◆ SOURCE EXCERPT:
Provided to you by       Marvin Mowatt, CPA     


Types of Business Organizations

When organizing a new business, one of the most important decisions to be made is choosing the structure of a business. Factors influencing your decision about your business organization include:

  Business Structures:

There are five common business types. The objective is to select the business type that best suits your objectives:

The Sole Proprietorship:
In General: The sole proprietorship is the easiest form of doing business because it requires no organizational filings or deeds conveying ownership of assets to a separate legal entity. A proprietorship may be operated under the name of the proprietor or use an assumed or fictitious name. 

Unlimited Personal Liability for Loss: In a sole proprietorship, the owner is personally liable for the company, thus placing his or her entire personal assets and wealth at risk. 

Management and Control: The owner (sole proprietor) has total management and control over the company. However, the price for total management and control is unlimited personal liability for the acts of the owner and/or the owner’s agents or employees.

High Taxes: In a sole proprietorship, the profits are subject to self-employment tax and regular income tax, which could be (on a combined basis) as high as 40%. 

The Corporation:
In General: A corporation is a separate and distinct legal entity. A corporation is formed at the state level by filing Articles of Incorporation and pay the requisite state fees and prepaid taxes with the appropriate state agency.

◆ ENTRIES SHOWN:
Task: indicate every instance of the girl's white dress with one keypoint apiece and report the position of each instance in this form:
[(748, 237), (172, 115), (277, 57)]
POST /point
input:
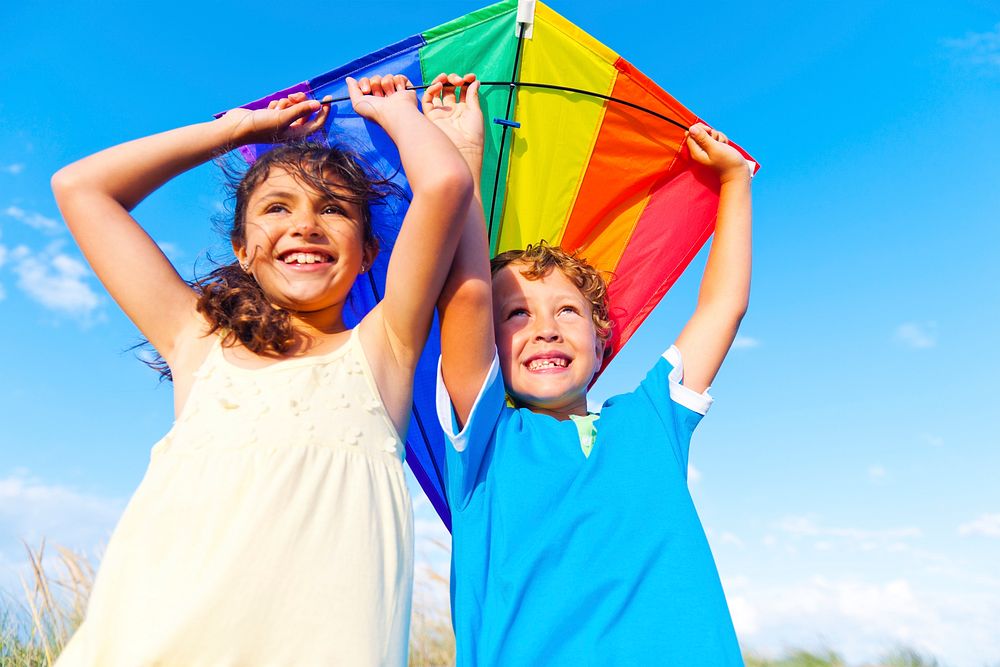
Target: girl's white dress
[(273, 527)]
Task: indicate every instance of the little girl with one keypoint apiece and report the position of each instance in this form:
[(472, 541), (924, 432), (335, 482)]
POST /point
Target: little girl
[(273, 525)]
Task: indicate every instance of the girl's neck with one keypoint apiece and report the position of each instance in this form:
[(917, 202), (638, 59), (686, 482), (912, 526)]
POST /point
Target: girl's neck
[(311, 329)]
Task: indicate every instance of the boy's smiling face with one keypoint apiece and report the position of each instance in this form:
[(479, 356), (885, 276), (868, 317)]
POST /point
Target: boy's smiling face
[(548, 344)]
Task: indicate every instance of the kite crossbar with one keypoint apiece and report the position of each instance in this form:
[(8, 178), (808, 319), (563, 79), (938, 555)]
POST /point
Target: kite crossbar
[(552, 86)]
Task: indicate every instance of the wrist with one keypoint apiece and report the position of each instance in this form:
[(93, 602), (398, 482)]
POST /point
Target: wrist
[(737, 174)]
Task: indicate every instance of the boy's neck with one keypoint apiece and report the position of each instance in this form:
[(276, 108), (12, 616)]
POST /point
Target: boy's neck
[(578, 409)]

---

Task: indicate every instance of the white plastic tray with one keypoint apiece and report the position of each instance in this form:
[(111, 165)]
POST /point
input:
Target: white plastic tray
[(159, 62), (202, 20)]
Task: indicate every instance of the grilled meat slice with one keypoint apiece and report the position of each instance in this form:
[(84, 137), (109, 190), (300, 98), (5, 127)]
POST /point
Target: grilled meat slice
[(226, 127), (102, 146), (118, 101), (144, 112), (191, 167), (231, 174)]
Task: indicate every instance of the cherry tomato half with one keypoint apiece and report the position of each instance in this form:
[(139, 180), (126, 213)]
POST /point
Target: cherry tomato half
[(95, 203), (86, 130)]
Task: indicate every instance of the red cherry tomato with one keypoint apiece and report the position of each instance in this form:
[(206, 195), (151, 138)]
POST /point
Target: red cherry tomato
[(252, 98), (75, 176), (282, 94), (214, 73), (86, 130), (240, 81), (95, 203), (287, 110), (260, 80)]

◆ WHAT YOU NEED TO DO:
**1.** Output the records between the line holding "Task: indicate every instance of the grilled" and the line holding "110), (260, 80)]", inclusive, as a Markdown table with the columns Row and Line, leaving out any blank lines.
**2.** Continue the piece on types of business organizations from the point where it stops.
The text and the records have nothing to do with each other.

◆ TASK ANSWERS:
**1.**
| Row | Line |
|---|---|
| 1 | Task: indicate every instance of the grilled meat slice with one keypoint apiece and report the position of each instance in this form: |
| 2 | [(84, 137), (109, 190), (300, 98), (5, 127)] |
| 3 | POST /point |
| 4 | Target: grilled meat slice |
| 5 | [(226, 127), (102, 146), (118, 101), (144, 112), (191, 167), (231, 174)] |
| 6 | Task: indicate every instance of the cherry tomato half with one keypoint apiece and report the position of each instance in this form: |
| 7 | [(139, 180), (126, 213)] |
| 8 | POST /point |
| 9 | Target: cherry tomato half |
| 10 | [(95, 203), (86, 130)] |
| 11 | Task: indicate every instance of the red cherry tomato with one keypoint apiece and report the position of each instance in this form: |
| 12 | [(206, 195), (151, 138)] |
| 13 | POST /point |
| 14 | Target: red cherry tomato |
| 15 | [(252, 98), (75, 176), (282, 94), (214, 73), (86, 130), (240, 81), (95, 203), (287, 110), (260, 80)] |

**2.**
Management and Control: A corporation's management and control is usually  vested in the board of directors who are elected by the shareholders of the corporation. 

Ownership: Shareholders are the owners of a corporation.

Limited Personal Liability: Shareholders are usually not personally liable for the debts and liabilities of the corporation.  If the assets of the corporation are not enough to cover the debts, creditors cannot go after the stockholders, directors or officers of the corporation to recover any shortfall.

Piercing the Corporate Veil: If corporate formalities are not observed, shareholders may be held personally liable for corporate debts. Thus, if a thinly capitalized corporation is created, funds are commingled with employees and officers, stock is never issued, meetings are never held, or other corporate formalities required by your state of incorporation are not followed, a court or the IRS may "pierce the corporate veil" and hold the shareholders personally liable for corporate debts.

Duration of a Corporation: As a separate legal entity, a corporation has indefinite life. Its existence is not affected by death or incapacity of its shareholders, officers, or directors or by transfer of its shares from one person to another.

 Tax Filing: Upon formation, every Corporation must obtain a federal tax identification number. Annually, a corporation is required to file form 1120(C corporation) or 1120S (S corporation).

C corporation:
A corporation, which did not elect to be treated as an S corporation, is treated as a C corporation. The name is derived from subchapter C or the tax code.  A C corporation is treated as a separate taxable entity for federal income tax purposes. C corporation earnings are subject to tax at the corporate level and, once distributed, at the shareholder level.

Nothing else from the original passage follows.